EXERCISE: Extract all lines in the data that contain the word "green".

Records contained in a dataset:
◆ ◆ ◆ ◆
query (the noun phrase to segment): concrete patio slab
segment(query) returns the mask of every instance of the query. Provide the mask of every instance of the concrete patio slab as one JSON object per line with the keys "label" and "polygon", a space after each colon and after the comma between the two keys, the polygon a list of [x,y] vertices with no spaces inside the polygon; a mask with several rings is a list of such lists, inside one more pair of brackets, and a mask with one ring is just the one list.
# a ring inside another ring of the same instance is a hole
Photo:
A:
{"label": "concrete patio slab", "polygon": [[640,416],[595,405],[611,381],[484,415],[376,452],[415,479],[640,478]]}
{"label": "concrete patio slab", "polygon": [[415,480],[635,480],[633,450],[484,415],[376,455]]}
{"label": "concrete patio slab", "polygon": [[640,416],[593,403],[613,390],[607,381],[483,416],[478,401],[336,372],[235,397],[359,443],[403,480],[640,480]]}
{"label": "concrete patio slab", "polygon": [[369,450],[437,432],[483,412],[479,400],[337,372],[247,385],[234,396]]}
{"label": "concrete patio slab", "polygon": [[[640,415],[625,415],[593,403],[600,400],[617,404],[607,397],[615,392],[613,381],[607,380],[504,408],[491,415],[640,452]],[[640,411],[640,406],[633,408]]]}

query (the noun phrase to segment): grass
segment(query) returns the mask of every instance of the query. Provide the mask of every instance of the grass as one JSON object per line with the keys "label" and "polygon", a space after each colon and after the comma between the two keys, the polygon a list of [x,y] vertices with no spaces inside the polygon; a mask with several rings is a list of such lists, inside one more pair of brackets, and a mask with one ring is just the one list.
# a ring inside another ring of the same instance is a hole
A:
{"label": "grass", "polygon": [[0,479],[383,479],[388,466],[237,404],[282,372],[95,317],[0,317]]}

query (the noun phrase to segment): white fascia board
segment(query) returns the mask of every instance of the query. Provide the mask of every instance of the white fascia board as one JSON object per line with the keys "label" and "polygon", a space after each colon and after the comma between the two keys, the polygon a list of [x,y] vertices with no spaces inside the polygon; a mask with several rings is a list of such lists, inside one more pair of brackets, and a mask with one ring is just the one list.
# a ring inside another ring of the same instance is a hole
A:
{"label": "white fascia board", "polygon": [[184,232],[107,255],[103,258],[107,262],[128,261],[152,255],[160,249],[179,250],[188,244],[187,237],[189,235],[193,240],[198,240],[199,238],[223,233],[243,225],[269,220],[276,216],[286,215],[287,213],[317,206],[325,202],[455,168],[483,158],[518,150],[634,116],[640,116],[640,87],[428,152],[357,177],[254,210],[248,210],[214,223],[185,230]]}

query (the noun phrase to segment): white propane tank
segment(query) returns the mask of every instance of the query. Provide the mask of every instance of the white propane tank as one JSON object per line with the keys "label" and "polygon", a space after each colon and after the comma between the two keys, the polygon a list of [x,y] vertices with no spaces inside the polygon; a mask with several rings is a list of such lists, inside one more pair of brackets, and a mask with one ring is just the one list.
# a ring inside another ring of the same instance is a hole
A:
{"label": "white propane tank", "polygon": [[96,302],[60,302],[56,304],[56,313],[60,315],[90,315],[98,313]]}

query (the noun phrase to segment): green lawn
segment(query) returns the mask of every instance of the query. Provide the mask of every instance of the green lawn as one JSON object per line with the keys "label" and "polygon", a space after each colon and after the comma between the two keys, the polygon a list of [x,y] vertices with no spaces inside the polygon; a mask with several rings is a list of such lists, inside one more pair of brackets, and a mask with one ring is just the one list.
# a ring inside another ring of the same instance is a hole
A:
◆ ◆ ◆ ◆
WRITTEN ANSWER:
query (the noun phrase to segment): green lawn
segment(query) returns the mask of every instance of the query. Provide the mask of every instance of the green lawn as one JSON object per line with the keys "label" and "polygon", a space after each colon and after the comma between the two keys, the polygon a list of [x,y] vertices with no spaces inside the polygon; a mask with several rings is a list of such lists, inside one more pair of brackets, and a mask with one ring is just the one list.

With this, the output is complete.